» Assignment
Please print every line from the one containing "Query: roof rack rail" through the last line of the records below, exactly as written and nothing more.

» Data section
····················
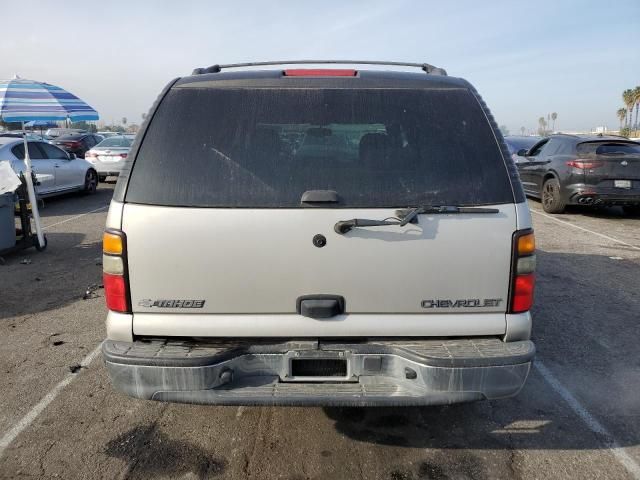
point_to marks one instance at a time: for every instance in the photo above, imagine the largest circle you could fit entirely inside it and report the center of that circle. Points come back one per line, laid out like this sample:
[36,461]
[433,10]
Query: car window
[516,144]
[266,147]
[117,141]
[53,152]
[537,149]
[552,147]
[34,152]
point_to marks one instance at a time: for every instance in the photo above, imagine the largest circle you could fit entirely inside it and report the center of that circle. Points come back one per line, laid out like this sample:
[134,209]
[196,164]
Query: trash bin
[7,221]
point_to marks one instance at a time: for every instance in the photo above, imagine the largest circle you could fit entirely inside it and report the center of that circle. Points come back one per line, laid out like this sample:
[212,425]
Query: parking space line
[612,239]
[75,217]
[28,419]
[594,425]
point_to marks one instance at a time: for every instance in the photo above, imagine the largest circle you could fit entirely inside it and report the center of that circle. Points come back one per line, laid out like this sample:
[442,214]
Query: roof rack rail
[429,69]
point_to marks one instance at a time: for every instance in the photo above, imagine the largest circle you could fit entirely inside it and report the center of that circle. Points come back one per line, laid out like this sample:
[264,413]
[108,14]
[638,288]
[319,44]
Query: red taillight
[523,265]
[319,72]
[114,271]
[523,287]
[585,164]
[115,291]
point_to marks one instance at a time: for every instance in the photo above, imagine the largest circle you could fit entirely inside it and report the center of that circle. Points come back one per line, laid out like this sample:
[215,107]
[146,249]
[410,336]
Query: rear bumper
[377,372]
[583,194]
[108,169]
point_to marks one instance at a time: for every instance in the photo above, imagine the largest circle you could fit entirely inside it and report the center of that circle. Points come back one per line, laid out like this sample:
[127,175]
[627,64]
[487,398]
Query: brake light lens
[523,293]
[115,291]
[320,72]
[114,274]
[585,164]
[523,271]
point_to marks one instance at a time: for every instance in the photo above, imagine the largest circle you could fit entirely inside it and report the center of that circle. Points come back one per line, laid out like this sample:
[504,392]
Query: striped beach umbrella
[23,100]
····················
» Written answer
Query: roof rack rail
[429,69]
point_to marks one instance at a time: for every instance in the photo above, imagine the largest circle you could fit entirely inside it and report the center of that circle. Points come back one per line, laid out like this sample:
[264,413]
[108,14]
[638,288]
[319,44]
Query: red taillight
[523,265]
[319,72]
[114,271]
[523,287]
[585,164]
[115,291]
point_to marks one instance at a time: for every instance in the photo above, imagine the largest circle you could fit entirely inside it and report the center of that circle. Points come back one per line, laid out like this sample:
[215,107]
[146,249]
[410,336]
Query: rear bumper
[377,372]
[583,194]
[108,169]
point_to marks one instance at a time: for every instance in the photo above, imagine the largest circle you could fit entirely inside it and report the center of that circle. Points come back one per line, laid out like this sample:
[127,175]
[627,64]
[487,398]
Query: brake light lens
[523,293]
[115,291]
[320,72]
[114,274]
[585,164]
[523,271]
point_to marks one instance at a time: for every instance in the photo above, imagine the largest circle you could fit entirely inside it and report the center of that circle. Points come back one per line, laid out like this sample:
[504,392]
Query: striped beach umbrella
[23,100]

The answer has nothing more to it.